Copy out the records that appear below, exactly as each one reads.

--- DATA PROVIDED ---

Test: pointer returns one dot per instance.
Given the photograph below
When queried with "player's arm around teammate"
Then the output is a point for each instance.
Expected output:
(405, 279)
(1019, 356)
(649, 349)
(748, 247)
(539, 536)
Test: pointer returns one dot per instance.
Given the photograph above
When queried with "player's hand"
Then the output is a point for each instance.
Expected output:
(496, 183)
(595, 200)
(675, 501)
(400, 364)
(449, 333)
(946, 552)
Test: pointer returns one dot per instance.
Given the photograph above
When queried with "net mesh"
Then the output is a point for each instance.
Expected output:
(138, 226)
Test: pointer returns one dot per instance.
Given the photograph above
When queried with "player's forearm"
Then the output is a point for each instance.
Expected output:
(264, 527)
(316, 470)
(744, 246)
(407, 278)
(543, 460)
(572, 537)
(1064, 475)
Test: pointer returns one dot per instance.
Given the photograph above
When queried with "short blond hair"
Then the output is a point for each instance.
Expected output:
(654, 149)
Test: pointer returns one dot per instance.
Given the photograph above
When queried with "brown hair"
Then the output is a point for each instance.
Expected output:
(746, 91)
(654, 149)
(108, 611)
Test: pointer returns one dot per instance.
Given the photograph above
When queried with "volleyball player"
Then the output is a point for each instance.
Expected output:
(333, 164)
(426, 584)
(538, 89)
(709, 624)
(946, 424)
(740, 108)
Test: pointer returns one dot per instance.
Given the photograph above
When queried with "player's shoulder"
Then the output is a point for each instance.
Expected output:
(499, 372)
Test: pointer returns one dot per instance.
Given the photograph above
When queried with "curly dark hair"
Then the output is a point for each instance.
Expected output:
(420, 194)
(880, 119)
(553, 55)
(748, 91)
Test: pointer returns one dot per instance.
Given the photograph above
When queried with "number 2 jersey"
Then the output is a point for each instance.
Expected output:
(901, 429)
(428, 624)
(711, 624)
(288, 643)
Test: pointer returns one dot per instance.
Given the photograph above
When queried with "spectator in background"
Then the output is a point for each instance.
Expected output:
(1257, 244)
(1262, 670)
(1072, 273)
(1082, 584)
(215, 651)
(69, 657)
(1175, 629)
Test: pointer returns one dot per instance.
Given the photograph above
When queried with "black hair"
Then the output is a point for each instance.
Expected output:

---

— OUTPUT FOR THIS TASK —
Test: pointer returns one dot per instance.
Given the photograph below
When queried with "player's arm around teammate"
Then the output is a point for each instance.
Expected output:
(405, 279)
(1019, 356)
(649, 349)
(748, 247)
(539, 536)
Test: pointer returns one dot per instance.
Given the photograph above
When queried with "player's hand"
Then the output is a point for each instance.
Expected output:
(496, 183)
(595, 200)
(675, 501)
(400, 364)
(449, 333)
(946, 552)
Test: pointer returns one dot per instance.
Given the photograph above
When queried with "net mesh"
Then the output is a point for each instance.
Expected output:
(138, 226)
Test: pointer returns one dot per instance.
Given the photograph above
When queried with "player's forearm"
Then the output is a point for each instance.
Expected output:
(264, 527)
(316, 470)
(744, 246)
(407, 278)
(543, 460)
(572, 537)
(1064, 475)
Test: pointer returns one dot per instance.
Given the photograph above
When queried with "short blond hair"
Then the output is a point for each instance.
Expected output:
(654, 149)
Test: pointer returns one dot per instance.
Given the photograph above
When queried with "brown hair"
Then the output is a point for each instance.
Expected output:
(746, 91)
(654, 149)
(108, 611)
Test: pointer returns one dot per instance.
Given the photograph above
When queried with "volleyball player"
Then the output is a point for each instance.
Expected output:
(333, 164)
(426, 584)
(538, 89)
(709, 624)
(946, 424)
(740, 108)
Test: pointer returns one dot per instance.
Given the photograph above
When queried with "player's shoulder"
Then the output is a point for each instance.
Expected output:
(499, 372)
Test: pointer returns one dot per instance.
Given the photograph above
When queried with "curly dark hair"
Then the output is a point for each instance.
Expected output:
(420, 194)
(880, 119)
(553, 55)
(748, 91)
Test: pointer returns one dot per instance.
Given the photograph above
When queried with "number 2 jersey"
Then the output is a point for each instance.
Expected output:
(901, 429)
(428, 624)
(711, 624)
(288, 643)
Test: pointer returns one dot per instance.
Given the photograph above
When queried with "spectator in background"
Then the output is a point for each instance.
Expected output:
(1257, 244)
(1262, 670)
(1072, 273)
(1082, 584)
(215, 651)
(69, 657)
(1175, 629)
Test: pointer returns one dot per instance.
Given the photograph above
When queried with "black hair"
Then the output is a point for each instance.
Expected output:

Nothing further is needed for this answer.